** EXCERPTED DATA follows **
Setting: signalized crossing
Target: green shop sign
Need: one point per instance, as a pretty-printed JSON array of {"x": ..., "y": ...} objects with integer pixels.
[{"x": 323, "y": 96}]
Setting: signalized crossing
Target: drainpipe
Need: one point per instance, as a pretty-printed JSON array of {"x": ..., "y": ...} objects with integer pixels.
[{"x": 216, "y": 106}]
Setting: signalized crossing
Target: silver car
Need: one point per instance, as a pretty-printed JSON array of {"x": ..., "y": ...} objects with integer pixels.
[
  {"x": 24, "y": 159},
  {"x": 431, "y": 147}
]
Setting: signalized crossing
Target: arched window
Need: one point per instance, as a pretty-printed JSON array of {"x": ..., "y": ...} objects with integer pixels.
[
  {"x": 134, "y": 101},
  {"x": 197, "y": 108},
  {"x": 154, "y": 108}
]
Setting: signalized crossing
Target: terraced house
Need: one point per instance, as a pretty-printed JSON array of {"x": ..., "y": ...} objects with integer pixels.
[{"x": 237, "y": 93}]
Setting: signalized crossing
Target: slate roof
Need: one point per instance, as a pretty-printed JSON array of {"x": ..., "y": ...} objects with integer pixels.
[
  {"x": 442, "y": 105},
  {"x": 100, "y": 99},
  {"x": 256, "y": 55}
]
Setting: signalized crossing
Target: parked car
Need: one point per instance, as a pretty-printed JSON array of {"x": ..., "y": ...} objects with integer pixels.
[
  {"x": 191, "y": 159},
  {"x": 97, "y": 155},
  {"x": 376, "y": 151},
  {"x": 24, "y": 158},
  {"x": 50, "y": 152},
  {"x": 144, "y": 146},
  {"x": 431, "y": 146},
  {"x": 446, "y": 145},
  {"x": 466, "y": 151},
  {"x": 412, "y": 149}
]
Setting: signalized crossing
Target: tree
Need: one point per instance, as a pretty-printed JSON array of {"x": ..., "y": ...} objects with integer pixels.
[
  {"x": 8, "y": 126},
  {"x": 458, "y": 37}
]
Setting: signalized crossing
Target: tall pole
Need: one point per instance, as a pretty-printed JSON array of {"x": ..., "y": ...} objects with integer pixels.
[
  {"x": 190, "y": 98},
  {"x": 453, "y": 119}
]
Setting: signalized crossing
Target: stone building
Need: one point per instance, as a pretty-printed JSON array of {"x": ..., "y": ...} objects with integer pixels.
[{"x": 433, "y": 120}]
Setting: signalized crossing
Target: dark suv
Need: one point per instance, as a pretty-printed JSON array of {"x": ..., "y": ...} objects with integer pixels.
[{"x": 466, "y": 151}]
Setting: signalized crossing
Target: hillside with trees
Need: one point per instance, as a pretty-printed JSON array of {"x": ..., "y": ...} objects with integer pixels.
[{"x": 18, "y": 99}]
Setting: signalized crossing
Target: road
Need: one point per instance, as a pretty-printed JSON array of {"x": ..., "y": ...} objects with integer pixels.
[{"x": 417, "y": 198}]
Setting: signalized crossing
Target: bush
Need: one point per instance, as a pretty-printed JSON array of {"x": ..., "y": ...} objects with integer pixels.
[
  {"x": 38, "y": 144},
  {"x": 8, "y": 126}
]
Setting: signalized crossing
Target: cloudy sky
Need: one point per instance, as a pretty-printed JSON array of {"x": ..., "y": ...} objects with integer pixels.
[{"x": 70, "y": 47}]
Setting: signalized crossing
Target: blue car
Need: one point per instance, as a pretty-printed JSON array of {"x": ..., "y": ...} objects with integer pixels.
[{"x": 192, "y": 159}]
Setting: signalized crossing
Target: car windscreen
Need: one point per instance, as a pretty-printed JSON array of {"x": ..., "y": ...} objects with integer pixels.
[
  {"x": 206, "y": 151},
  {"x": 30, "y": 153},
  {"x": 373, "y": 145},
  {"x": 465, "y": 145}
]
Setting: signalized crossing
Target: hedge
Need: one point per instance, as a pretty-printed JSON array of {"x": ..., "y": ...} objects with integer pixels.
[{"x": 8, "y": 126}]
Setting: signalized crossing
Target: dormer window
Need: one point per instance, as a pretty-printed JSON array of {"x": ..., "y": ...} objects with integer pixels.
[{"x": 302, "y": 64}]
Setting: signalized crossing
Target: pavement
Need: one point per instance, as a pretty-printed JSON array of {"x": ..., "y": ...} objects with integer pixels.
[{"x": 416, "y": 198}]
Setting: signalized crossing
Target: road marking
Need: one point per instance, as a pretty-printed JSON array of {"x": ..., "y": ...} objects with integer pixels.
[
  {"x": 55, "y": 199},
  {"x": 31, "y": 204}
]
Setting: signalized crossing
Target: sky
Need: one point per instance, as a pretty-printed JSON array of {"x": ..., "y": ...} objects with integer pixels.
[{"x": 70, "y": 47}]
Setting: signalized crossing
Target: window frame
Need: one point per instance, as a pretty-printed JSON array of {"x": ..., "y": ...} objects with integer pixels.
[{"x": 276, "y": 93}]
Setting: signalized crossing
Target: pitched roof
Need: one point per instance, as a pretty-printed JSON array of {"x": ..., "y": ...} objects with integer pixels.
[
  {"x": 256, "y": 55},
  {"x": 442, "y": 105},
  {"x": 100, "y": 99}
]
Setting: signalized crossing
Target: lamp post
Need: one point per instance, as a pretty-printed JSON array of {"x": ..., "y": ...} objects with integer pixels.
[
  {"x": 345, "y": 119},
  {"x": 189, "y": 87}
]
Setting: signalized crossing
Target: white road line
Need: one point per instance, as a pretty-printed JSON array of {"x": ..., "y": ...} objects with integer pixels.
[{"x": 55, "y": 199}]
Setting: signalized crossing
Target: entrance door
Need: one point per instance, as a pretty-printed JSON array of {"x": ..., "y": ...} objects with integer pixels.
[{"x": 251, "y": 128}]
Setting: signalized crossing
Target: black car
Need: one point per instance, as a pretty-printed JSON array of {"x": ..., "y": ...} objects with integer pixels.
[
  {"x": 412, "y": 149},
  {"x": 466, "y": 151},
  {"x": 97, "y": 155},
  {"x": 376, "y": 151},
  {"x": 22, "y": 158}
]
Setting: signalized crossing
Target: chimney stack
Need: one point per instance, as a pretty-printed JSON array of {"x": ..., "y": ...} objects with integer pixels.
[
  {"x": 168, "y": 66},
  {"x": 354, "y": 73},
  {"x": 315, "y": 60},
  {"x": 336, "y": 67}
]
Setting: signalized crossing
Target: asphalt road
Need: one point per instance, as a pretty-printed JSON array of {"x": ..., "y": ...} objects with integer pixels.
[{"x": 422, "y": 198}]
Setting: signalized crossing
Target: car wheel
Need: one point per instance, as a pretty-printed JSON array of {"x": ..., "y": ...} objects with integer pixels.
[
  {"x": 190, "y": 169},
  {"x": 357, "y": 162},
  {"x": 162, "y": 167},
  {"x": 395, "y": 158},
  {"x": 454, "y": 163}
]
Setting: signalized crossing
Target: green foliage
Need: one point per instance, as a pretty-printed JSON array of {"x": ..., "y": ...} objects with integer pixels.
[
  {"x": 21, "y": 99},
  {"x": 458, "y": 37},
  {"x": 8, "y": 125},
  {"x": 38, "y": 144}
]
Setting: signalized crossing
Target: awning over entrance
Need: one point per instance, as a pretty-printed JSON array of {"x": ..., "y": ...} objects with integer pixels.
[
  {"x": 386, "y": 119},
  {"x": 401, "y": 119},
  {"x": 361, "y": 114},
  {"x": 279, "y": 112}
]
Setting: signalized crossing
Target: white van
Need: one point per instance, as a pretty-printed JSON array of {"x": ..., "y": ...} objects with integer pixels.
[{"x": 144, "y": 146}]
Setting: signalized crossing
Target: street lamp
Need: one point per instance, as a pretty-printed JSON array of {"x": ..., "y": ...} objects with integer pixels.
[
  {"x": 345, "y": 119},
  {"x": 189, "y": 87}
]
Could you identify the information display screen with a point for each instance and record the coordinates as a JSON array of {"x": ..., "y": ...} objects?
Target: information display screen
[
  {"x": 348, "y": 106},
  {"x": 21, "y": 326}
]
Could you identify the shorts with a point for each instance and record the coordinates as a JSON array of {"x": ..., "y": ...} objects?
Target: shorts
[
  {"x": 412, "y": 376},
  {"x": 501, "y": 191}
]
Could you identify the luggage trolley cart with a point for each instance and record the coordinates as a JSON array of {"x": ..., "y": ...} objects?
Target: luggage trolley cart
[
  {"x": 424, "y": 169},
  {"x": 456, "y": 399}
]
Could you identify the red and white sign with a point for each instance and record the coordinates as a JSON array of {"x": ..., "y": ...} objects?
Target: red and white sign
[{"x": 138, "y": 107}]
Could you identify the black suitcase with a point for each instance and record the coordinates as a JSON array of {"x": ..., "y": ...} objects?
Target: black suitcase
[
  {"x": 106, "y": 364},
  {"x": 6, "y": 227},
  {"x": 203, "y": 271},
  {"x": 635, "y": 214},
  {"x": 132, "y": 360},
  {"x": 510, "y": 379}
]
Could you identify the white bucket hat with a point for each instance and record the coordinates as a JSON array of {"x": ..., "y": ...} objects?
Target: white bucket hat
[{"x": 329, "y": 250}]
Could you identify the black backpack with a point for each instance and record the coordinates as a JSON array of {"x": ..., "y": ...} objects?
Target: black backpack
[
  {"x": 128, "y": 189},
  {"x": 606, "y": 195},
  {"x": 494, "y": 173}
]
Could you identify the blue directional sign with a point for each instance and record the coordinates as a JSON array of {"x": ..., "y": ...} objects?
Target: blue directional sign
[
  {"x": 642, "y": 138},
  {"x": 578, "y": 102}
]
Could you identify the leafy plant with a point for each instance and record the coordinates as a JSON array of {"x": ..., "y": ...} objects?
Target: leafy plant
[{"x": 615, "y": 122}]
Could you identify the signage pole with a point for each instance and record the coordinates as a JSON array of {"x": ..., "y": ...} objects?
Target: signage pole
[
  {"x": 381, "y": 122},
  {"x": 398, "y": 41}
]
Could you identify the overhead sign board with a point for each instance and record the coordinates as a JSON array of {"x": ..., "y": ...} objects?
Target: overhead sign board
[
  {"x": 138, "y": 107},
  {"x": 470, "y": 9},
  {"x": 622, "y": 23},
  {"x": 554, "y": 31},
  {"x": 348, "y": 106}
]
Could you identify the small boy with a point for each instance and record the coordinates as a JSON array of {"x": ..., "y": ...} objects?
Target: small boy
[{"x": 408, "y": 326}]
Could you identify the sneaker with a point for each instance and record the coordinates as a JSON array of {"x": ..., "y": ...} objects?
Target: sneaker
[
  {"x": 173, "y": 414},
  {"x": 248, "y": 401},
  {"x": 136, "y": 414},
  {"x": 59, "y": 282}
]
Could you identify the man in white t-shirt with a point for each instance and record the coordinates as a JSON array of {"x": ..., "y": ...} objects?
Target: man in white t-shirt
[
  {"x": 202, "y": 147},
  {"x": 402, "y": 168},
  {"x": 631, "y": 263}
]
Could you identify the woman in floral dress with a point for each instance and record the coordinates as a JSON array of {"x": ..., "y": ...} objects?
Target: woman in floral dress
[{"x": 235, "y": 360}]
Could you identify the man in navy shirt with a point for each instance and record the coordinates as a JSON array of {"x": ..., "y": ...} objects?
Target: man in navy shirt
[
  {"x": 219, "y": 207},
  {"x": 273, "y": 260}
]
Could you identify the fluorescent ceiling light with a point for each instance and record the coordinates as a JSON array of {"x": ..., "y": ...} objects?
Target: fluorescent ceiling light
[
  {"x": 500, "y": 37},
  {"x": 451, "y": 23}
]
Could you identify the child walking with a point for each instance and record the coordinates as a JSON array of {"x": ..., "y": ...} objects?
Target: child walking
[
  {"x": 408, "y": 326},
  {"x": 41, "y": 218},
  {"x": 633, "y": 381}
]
** End of EXCERPTED DATA **
→ **WORK INSTRUCTIONS**
A word-for-word restatement of the records above from the line containing "Target: small boy" to their final line is all the answer should hold.

→ **EXPECTED ANSWER**
Target: small boy
[{"x": 408, "y": 326}]
Could you identify the sneaker with a point for each instance and record the coordinates as a JSON array of {"x": ..., "y": ...} objects?
Target: sneaker
[
  {"x": 173, "y": 414},
  {"x": 248, "y": 401},
  {"x": 136, "y": 414},
  {"x": 59, "y": 282}
]
Could you identify the man in white t-shirt with a point for each instance and record the coordinates as a JSON array of {"x": ..., "y": ...} objects?
Target: man in white t-shirt
[
  {"x": 202, "y": 147},
  {"x": 402, "y": 168},
  {"x": 631, "y": 263}
]
Could you identify the woman in floral dress with a point for each instance and record the coordinates as a JSON array of {"x": ..., "y": ...} objects?
Target: woman in floral dress
[{"x": 235, "y": 360}]
Could you identify the man in navy shirt with a point for each instance and record the coordinates as a JSON array of {"x": ..., "y": ...} objects?
Target: man in navy shirt
[
  {"x": 219, "y": 207},
  {"x": 273, "y": 260}
]
Could you identify the fluorescent ceiling light with a point for each instance and record the coordinates as a JSON array of {"x": ..., "y": ...} objects?
Target: fluorescent ceiling light
[
  {"x": 500, "y": 37},
  {"x": 451, "y": 23}
]
Could you identify the child walking with a point for each instance and record the coordinates as a JSON array of {"x": ..., "y": ...} objects?
Target: child walking
[
  {"x": 408, "y": 326},
  {"x": 41, "y": 218},
  {"x": 633, "y": 381}
]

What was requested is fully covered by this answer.